Data in this exercise
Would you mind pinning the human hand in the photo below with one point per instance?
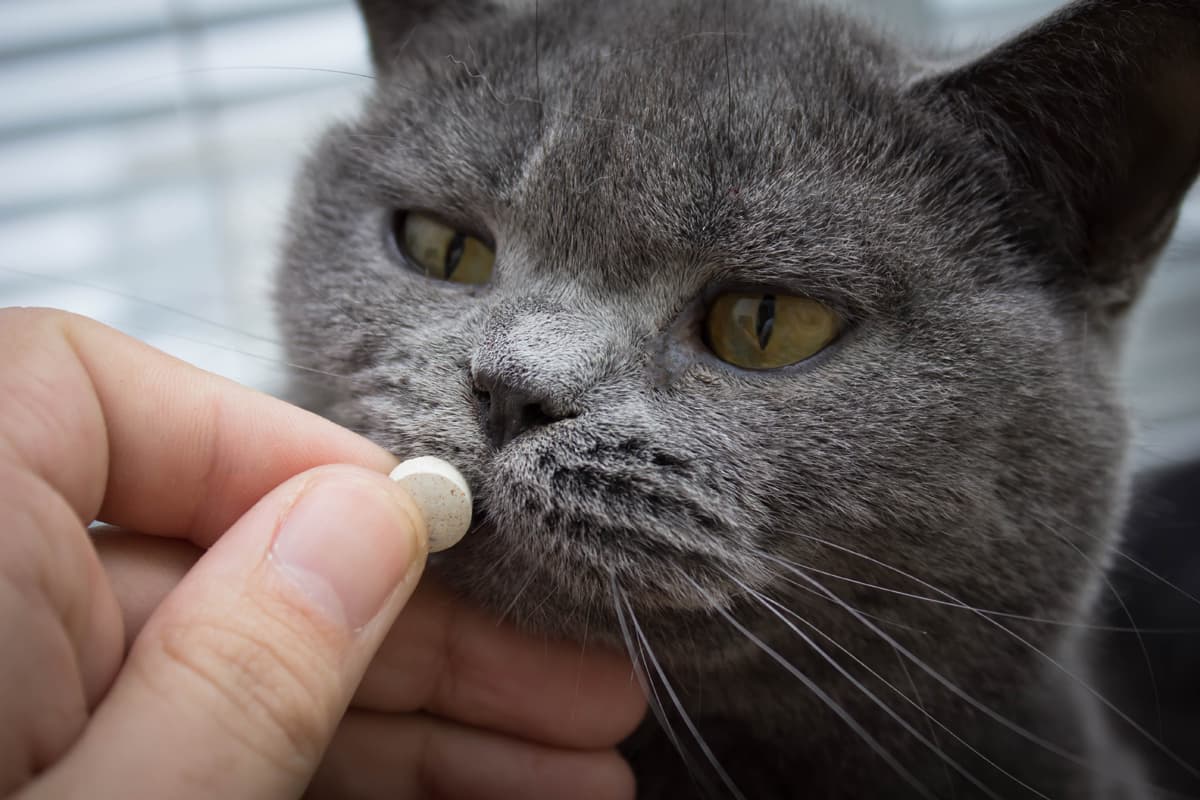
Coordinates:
(238, 678)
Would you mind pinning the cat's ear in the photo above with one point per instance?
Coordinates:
(393, 25)
(1097, 109)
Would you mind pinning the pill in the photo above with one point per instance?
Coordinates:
(442, 495)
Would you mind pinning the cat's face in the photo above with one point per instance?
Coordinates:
(959, 426)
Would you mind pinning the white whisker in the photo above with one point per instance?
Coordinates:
(820, 693)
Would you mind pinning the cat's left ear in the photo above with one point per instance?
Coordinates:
(1097, 110)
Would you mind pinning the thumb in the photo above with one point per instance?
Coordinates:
(238, 681)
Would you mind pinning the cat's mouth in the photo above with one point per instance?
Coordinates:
(574, 581)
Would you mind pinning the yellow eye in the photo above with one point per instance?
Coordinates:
(443, 252)
(766, 331)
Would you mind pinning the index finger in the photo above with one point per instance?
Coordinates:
(136, 438)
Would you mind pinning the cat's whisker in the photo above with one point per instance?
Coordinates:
(1125, 609)
(516, 596)
(917, 699)
(821, 695)
(779, 612)
(779, 609)
(989, 612)
(679, 708)
(982, 708)
(645, 679)
(142, 301)
(874, 617)
(1127, 558)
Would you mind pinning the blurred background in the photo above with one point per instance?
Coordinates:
(147, 148)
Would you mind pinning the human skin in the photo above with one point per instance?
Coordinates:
(209, 651)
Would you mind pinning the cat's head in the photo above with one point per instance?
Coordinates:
(766, 290)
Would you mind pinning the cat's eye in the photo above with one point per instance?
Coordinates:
(441, 252)
(767, 331)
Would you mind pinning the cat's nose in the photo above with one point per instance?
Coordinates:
(508, 410)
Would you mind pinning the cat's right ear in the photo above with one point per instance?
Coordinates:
(394, 25)
(1096, 112)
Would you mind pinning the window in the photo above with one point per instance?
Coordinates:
(147, 148)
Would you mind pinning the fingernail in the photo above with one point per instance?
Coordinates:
(347, 545)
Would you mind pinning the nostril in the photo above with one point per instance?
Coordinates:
(534, 415)
(507, 409)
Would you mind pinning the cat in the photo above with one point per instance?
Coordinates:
(777, 353)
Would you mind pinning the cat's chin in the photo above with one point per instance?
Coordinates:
(568, 596)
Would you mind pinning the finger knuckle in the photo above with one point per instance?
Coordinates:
(267, 691)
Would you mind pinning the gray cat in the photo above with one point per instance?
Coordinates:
(775, 353)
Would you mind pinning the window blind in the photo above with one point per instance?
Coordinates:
(147, 148)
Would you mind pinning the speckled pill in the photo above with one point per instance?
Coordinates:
(442, 495)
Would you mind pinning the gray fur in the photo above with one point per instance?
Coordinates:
(982, 229)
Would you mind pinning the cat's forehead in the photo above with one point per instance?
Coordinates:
(748, 128)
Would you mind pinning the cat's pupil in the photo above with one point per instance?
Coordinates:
(765, 322)
(454, 253)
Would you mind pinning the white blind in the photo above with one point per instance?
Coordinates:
(147, 145)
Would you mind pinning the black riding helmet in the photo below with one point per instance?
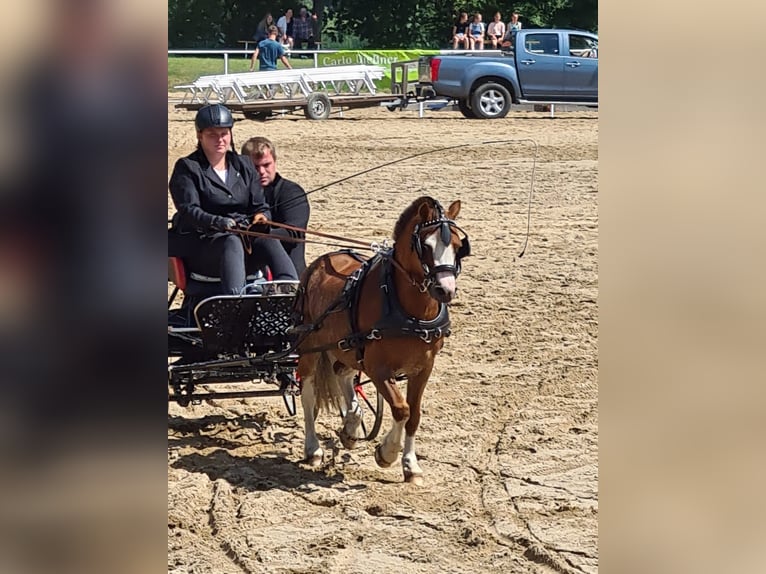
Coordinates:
(213, 116)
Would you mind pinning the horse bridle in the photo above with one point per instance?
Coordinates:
(445, 226)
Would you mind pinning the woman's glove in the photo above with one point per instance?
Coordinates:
(222, 223)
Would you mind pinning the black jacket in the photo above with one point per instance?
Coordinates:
(289, 205)
(201, 197)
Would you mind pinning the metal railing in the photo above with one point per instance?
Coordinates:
(226, 53)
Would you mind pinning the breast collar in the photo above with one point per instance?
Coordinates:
(394, 321)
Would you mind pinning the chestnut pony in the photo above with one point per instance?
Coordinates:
(386, 316)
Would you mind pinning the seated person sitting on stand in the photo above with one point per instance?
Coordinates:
(476, 33)
(214, 191)
(268, 51)
(460, 32)
(287, 200)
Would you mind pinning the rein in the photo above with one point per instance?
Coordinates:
(348, 242)
(447, 148)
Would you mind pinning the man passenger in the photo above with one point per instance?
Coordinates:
(287, 199)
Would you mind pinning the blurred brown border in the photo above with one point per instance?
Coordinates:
(681, 287)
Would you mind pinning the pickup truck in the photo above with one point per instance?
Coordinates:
(541, 66)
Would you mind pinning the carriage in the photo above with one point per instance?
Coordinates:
(384, 317)
(241, 344)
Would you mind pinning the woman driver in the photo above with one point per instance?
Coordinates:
(214, 189)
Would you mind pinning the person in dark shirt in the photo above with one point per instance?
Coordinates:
(303, 30)
(268, 52)
(214, 191)
(460, 32)
(287, 200)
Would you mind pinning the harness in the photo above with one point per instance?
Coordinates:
(394, 321)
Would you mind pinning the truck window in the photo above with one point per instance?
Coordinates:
(542, 44)
(582, 46)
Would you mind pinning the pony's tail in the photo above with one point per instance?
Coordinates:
(327, 387)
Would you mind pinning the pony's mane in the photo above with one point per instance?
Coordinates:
(408, 214)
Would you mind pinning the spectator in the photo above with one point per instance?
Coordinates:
(287, 200)
(268, 51)
(285, 25)
(514, 25)
(496, 30)
(262, 30)
(315, 31)
(303, 31)
(460, 32)
(476, 33)
(510, 35)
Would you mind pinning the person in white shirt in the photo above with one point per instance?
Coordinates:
(285, 25)
(496, 30)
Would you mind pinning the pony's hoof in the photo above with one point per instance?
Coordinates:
(347, 440)
(313, 461)
(379, 460)
(416, 479)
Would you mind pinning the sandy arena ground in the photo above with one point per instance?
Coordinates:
(509, 436)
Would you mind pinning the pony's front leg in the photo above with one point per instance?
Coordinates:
(311, 450)
(388, 450)
(352, 418)
(415, 387)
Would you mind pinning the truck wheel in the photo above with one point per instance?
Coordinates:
(318, 106)
(491, 101)
(467, 112)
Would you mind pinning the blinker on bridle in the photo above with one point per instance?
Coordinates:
(445, 234)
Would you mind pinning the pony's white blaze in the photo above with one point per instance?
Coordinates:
(443, 255)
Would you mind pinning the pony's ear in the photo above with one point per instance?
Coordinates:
(454, 209)
(423, 211)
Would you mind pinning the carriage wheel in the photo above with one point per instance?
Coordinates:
(318, 106)
(371, 402)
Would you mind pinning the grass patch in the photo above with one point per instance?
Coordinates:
(186, 69)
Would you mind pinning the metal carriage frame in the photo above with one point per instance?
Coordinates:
(245, 342)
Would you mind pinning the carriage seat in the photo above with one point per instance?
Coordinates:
(197, 284)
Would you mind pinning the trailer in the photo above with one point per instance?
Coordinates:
(314, 91)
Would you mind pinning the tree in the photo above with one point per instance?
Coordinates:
(416, 24)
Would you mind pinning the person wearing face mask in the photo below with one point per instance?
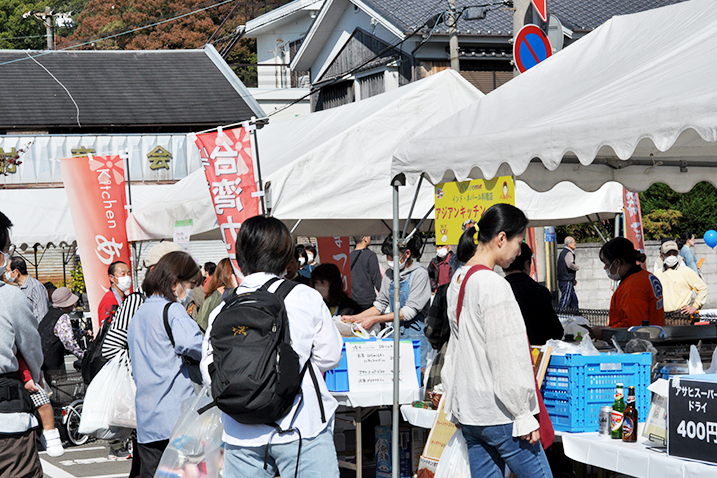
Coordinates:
(684, 290)
(639, 295)
(326, 279)
(159, 371)
(16, 273)
(441, 267)
(415, 294)
(120, 283)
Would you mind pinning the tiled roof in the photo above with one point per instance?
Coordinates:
(118, 88)
(578, 14)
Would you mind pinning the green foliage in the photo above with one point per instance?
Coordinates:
(661, 223)
(698, 207)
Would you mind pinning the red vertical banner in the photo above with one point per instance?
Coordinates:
(335, 250)
(229, 168)
(633, 220)
(95, 188)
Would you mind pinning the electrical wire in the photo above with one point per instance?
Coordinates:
(59, 83)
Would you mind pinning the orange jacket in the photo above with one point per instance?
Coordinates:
(637, 298)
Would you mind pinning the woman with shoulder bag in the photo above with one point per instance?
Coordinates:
(158, 360)
(488, 374)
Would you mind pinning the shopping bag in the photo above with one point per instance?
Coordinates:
(96, 406)
(122, 411)
(195, 444)
(454, 459)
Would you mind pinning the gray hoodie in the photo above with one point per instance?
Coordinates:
(18, 333)
(419, 297)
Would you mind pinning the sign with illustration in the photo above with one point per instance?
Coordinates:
(461, 205)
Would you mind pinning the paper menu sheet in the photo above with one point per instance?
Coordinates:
(370, 365)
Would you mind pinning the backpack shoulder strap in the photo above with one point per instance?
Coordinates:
(166, 323)
(471, 271)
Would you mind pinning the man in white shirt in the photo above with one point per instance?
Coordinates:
(264, 248)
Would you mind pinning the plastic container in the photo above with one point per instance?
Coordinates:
(337, 380)
(577, 386)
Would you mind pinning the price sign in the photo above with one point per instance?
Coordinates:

Aim of the task
Set down only these lines, exactly: the one containing "Would you mind pinning the paper" and each line after it through the end of the entries above.

Finished task
Would you mind pinning the paper menu sheet in the photo above with one point per instance?
Coordinates:
(370, 365)
Would you mind pinning the backpack shoulder strap in the photo above with one point per instance?
Coordinates:
(166, 323)
(471, 271)
Would you mind pinning the man in white shirt in the photo above with one point per instance?
Coordinates:
(264, 248)
Would you mind pinning the plastic container in the photo above with one point per instance?
Coordinates:
(337, 380)
(577, 386)
Would you mind pinning the price sign in the photo above with one point per instance?
Coordinates:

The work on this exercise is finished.